_What to produce_. Please repeat the records beneath this task exactly as they appear, but skip the images.

_Data under study_.
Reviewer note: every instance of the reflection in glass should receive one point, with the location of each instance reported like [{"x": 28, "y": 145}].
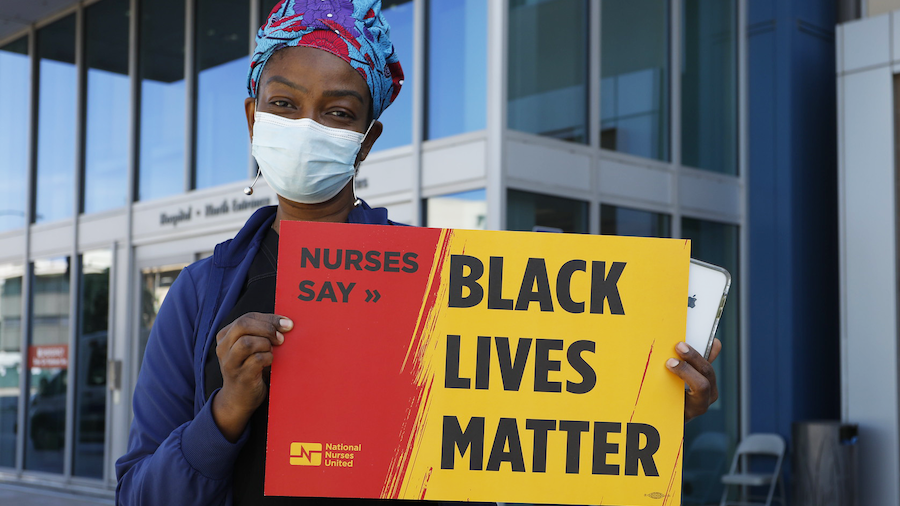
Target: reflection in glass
[
  {"x": 634, "y": 222},
  {"x": 634, "y": 71},
  {"x": 458, "y": 210},
  {"x": 90, "y": 385},
  {"x": 108, "y": 93},
  {"x": 10, "y": 359},
  {"x": 155, "y": 284},
  {"x": 48, "y": 361},
  {"x": 709, "y": 86},
  {"x": 56, "y": 120},
  {"x": 15, "y": 97},
  {"x": 397, "y": 118},
  {"x": 222, "y": 138},
  {"x": 709, "y": 440},
  {"x": 548, "y": 67},
  {"x": 161, "y": 72},
  {"x": 457, "y": 67},
  {"x": 531, "y": 211}
]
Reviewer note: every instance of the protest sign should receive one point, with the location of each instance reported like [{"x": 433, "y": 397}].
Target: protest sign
[{"x": 483, "y": 366}]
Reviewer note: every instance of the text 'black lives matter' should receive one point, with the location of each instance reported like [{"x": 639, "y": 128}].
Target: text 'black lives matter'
[{"x": 466, "y": 271}]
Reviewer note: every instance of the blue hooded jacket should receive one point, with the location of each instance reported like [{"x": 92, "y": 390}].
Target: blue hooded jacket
[{"x": 176, "y": 453}]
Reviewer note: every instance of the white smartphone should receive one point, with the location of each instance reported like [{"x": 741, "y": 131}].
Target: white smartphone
[{"x": 707, "y": 289}]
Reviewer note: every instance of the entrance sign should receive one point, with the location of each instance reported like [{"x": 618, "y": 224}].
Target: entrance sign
[{"x": 484, "y": 366}]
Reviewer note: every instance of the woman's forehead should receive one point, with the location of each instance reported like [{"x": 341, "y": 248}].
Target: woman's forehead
[{"x": 313, "y": 69}]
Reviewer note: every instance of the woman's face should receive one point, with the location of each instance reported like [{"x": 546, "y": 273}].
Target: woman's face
[{"x": 303, "y": 82}]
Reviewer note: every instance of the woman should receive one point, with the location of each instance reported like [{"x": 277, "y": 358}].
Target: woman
[{"x": 322, "y": 73}]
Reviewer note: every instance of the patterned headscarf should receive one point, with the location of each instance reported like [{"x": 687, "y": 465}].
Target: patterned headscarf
[{"x": 353, "y": 30}]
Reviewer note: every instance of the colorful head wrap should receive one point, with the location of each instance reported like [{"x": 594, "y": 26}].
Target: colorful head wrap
[{"x": 353, "y": 30}]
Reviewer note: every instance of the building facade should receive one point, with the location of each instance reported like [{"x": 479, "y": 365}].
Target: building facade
[{"x": 124, "y": 150}]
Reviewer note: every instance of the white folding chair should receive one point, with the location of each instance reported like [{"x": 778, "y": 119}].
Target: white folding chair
[{"x": 771, "y": 445}]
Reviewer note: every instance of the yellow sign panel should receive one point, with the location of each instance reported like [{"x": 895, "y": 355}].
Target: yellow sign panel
[{"x": 536, "y": 365}]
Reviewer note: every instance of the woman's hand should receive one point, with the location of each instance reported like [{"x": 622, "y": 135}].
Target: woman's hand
[
  {"x": 698, "y": 375},
  {"x": 244, "y": 349}
]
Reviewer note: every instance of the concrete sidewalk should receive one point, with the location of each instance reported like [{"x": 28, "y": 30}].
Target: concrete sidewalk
[{"x": 19, "y": 495}]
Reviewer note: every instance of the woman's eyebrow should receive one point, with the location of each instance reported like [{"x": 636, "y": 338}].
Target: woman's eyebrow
[
  {"x": 343, "y": 93},
  {"x": 287, "y": 82}
]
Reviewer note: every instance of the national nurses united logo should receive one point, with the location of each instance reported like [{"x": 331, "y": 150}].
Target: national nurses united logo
[{"x": 306, "y": 454}]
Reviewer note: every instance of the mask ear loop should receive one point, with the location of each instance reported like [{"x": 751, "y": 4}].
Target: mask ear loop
[
  {"x": 249, "y": 189},
  {"x": 356, "y": 201}
]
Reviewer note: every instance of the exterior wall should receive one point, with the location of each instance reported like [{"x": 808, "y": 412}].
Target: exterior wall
[
  {"x": 867, "y": 207},
  {"x": 879, "y": 7},
  {"x": 792, "y": 222}
]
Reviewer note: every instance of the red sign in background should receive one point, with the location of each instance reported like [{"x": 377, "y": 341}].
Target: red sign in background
[{"x": 53, "y": 356}]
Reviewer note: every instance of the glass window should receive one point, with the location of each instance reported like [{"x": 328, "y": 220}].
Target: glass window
[
  {"x": 90, "y": 384},
  {"x": 548, "y": 67},
  {"x": 634, "y": 77},
  {"x": 222, "y": 64},
  {"x": 161, "y": 69},
  {"x": 10, "y": 359},
  {"x": 709, "y": 85},
  {"x": 457, "y": 67},
  {"x": 155, "y": 284},
  {"x": 532, "y": 211},
  {"x": 15, "y": 98},
  {"x": 397, "y": 118},
  {"x": 634, "y": 222},
  {"x": 457, "y": 210},
  {"x": 108, "y": 96},
  {"x": 709, "y": 440},
  {"x": 48, "y": 362},
  {"x": 56, "y": 120}
]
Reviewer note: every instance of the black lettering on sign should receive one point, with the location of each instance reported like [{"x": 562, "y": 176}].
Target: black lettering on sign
[
  {"x": 564, "y": 286},
  {"x": 483, "y": 363},
  {"x": 307, "y": 256},
  {"x": 336, "y": 262},
  {"x": 588, "y": 375},
  {"x": 373, "y": 261},
  {"x": 391, "y": 261},
  {"x": 511, "y": 371},
  {"x": 573, "y": 429},
  {"x": 472, "y": 439},
  {"x": 459, "y": 279},
  {"x": 451, "y": 365},
  {"x": 306, "y": 292},
  {"x": 495, "y": 285},
  {"x": 409, "y": 260},
  {"x": 540, "y": 428},
  {"x": 602, "y": 447},
  {"x": 543, "y": 365},
  {"x": 507, "y": 436},
  {"x": 353, "y": 259},
  {"x": 605, "y": 287},
  {"x": 327, "y": 292},
  {"x": 634, "y": 453},
  {"x": 535, "y": 272}
]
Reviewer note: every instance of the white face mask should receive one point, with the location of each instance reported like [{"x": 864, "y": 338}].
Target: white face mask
[{"x": 302, "y": 160}]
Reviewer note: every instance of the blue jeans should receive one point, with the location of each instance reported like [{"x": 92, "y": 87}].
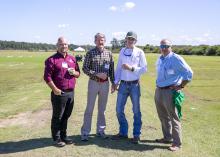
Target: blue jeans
[{"x": 132, "y": 90}]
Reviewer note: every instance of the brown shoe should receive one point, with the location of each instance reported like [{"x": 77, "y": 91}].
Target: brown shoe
[
  {"x": 67, "y": 140},
  {"x": 119, "y": 137},
  {"x": 135, "y": 140},
  {"x": 163, "y": 140},
  {"x": 59, "y": 143},
  {"x": 174, "y": 148}
]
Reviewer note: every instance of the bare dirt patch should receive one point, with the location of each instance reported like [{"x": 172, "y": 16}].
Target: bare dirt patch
[{"x": 27, "y": 119}]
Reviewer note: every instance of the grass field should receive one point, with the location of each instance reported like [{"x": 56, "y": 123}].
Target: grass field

_Answer space_.
Reviewer note: every instance of the reflection in glass should receive one point, with the location of each instance reported like [{"x": 28, "y": 145}].
Target: reflection in glass
[
  {"x": 634, "y": 222},
  {"x": 634, "y": 71},
  {"x": 458, "y": 210},
  {"x": 90, "y": 385},
  {"x": 108, "y": 93},
  {"x": 10, "y": 359},
  {"x": 155, "y": 284},
  {"x": 48, "y": 361},
  {"x": 709, "y": 86},
  {"x": 56, "y": 120},
  {"x": 15, "y": 97},
  {"x": 397, "y": 118},
  {"x": 222, "y": 138},
  {"x": 709, "y": 440},
  {"x": 548, "y": 67},
  {"x": 161, "y": 72},
  {"x": 457, "y": 67},
  {"x": 531, "y": 211}
]
Reviewer note: every instance of the protest sign should receive one point, with the location of each instance reported like [{"x": 433, "y": 397}].
Target: protest sign
[{"x": 483, "y": 366}]
Reviewer note: every instance of the text 'black lives matter' should receive one point, with the location of each instance reported like [{"x": 639, "y": 128}].
Target: text 'black lives matter'
[{"x": 466, "y": 271}]
Reviewer note: every instance of the blue hooded jacket should receive one point, with the location of each instance reported like [{"x": 92, "y": 390}].
Target: blue hooded jacket
[{"x": 176, "y": 453}]
Reviewer note: every instance of the white smartphone should receive one point, with the location of each instance reported like [{"x": 741, "y": 131}].
Target: white smartphone
[{"x": 707, "y": 289}]
Reviewer note: every instance of the entrance sign should receive one point, with the location of each instance reported like [{"x": 618, "y": 224}].
Target: entrance sign
[{"x": 484, "y": 366}]
Reviewer note: every instance of the woman's forehead should receive one point, with the location of each instance reported like [{"x": 341, "y": 248}].
Target: woman's forehead
[{"x": 313, "y": 69}]
Reviewer note: every instance of the woman's face should receive one point, with the location of each instance reported like [{"x": 546, "y": 273}].
Target: woman's face
[{"x": 303, "y": 82}]
Reviewer note: every instance of the woman should receive one point, with the location of each instance reported like [{"x": 277, "y": 358}].
Target: woman
[{"x": 322, "y": 73}]
Reviewer note: every instance of the patterned headscarf should receive one point, with the location of each instance reported like [{"x": 687, "y": 465}].
Target: patterned headscarf
[{"x": 353, "y": 30}]
Reviewer note: every instance of the colorful head wrap should receive one point, with the location of each instance reported like [{"x": 594, "y": 26}].
Target: colorful head wrap
[{"x": 353, "y": 30}]
Reviewer note: every instance of the building facade should receive one point, with the location of each instance reported like [{"x": 479, "y": 365}].
Target: building facade
[{"x": 124, "y": 150}]
Reviewer note: every instance of the white folding chair should receive one point, with the location of each instance reported like [{"x": 778, "y": 119}].
Target: white folding chair
[{"x": 771, "y": 445}]
Reviewer note: every instance of the yellow sign panel should receive one point, with the location of each instance reported like [{"x": 895, "y": 355}].
Target: yellow sign panel
[{"x": 536, "y": 365}]
Reviewer note: every instance of the woman's hand should receive one point, with the location of each instance reported like [{"x": 622, "y": 135}].
Target: woman's hand
[
  {"x": 698, "y": 375},
  {"x": 244, "y": 349}
]
Reviewer note: every instance of the concrete sidewalk should receive one point, with the location of each instance reported like [{"x": 28, "y": 30}].
Target: concrete sidewalk
[{"x": 19, "y": 495}]
Reviewer note: every instance of the woman's eyebrow should receive one point, with the location of each instance reported like [{"x": 636, "y": 338}].
Target: woman's eyebrow
[
  {"x": 343, "y": 93},
  {"x": 287, "y": 82}
]
Reviewer note: every instance of the national nurses united logo should receive one point, with the location of each instance reported like [{"x": 331, "y": 150}].
Target: national nurses united logo
[{"x": 306, "y": 454}]
Reviewer note: every instance of the mask ear loop should receive one point, with the location of each instance reported like [{"x": 751, "y": 4}].
Target: mask ear loop
[
  {"x": 249, "y": 189},
  {"x": 356, "y": 201}
]
Reviewer note: every instance of the exterior wall should receive one point, with the location of each instance reported like [{"x": 808, "y": 412}].
Target: exterior wall
[
  {"x": 867, "y": 207},
  {"x": 879, "y": 7},
  {"x": 792, "y": 222}
]
Reviewer note: every instance of the red sign in background should receive one point, with the location of each instance reported like [{"x": 377, "y": 341}].
Target: red sign in background
[{"x": 53, "y": 356}]
Reviewer note: every instance of the glass window should receive one point, with the location of each instance reported like [{"x": 328, "y": 220}].
Target: glass window
[
  {"x": 90, "y": 384},
  {"x": 548, "y": 67},
  {"x": 634, "y": 77},
  {"x": 222, "y": 64},
  {"x": 161, "y": 69},
  {"x": 10, "y": 359},
  {"x": 709, "y": 85},
  {"x": 457, "y": 67},
  {"x": 155, "y": 284},
  {"x": 532, "y": 211},
  {"x": 15, "y": 98},
  {"x": 397, "y": 118},
  {"x": 634, "y": 222},
  {"x": 457, "y": 210},
  {"x": 108, "y": 96},
  {"x": 709, "y": 440},
  {"x": 48, "y": 362},
  {"x": 56, "y": 120}
]
Reviewer note: every instance of the black lettering on sign should receive one point, with the location of each instance reported like [{"x": 562, "y": 176}].
Target: black lettering on sign
[
  {"x": 564, "y": 286},
  {"x": 483, "y": 363},
  {"x": 307, "y": 256},
  {"x": 336, "y": 262},
  {"x": 588, "y": 375},
  {"x": 373, "y": 261},
  {"x": 391, "y": 261},
  {"x": 511, "y": 371},
  {"x": 573, "y": 429},
  {"x": 472, "y": 439},
  {"x": 459, "y": 279},
  {"x": 451, "y": 365},
  {"x": 306, "y": 292},
  {"x": 495, "y": 285},
  {"x": 409, "y": 260},
  {"x": 540, "y": 428},
  {"x": 602, "y": 447},
  {"x": 543, "y": 365},
  {"x": 507, "y": 436},
  {"x": 353, "y": 259},
  {"x": 605, "y": 287},
  {"x": 327, "y": 292},
  {"x": 634, "y": 453},
  {"x": 535, "y": 272}
]
Reviewer note: every instance of the white face mask should receive one point, with the location of each instance reported like [{"x": 864, "y": 338}].
Target: white face mask
[{"x": 302, "y": 160}]
Reviewer note: every instance of the blue jeans should receive one point, with the location of each instance reported like [{"x": 92, "y": 87}].
Target: blue jeans
[{"x": 132, "y": 90}]
Reviewer note: every instance of the brown shoe should receive one point, with the location of each instance reported like [{"x": 77, "y": 91}].
Target: brown shoe
[
  {"x": 67, "y": 140},
  {"x": 119, "y": 137},
  {"x": 135, "y": 140},
  {"x": 163, "y": 140},
  {"x": 59, "y": 143},
  {"x": 174, "y": 148}
]
Reviewer note: every instance of the bare dirt patch should receive one point, with the location of each instance reported like [{"x": 172, "y": 16}].
Target: bare dirt patch
[{"x": 27, "y": 119}]
Reviewer note: every instance of the grass field should receive one point, with the location of each instance reported like [{"x": 56, "y": 123}].
Target: grass field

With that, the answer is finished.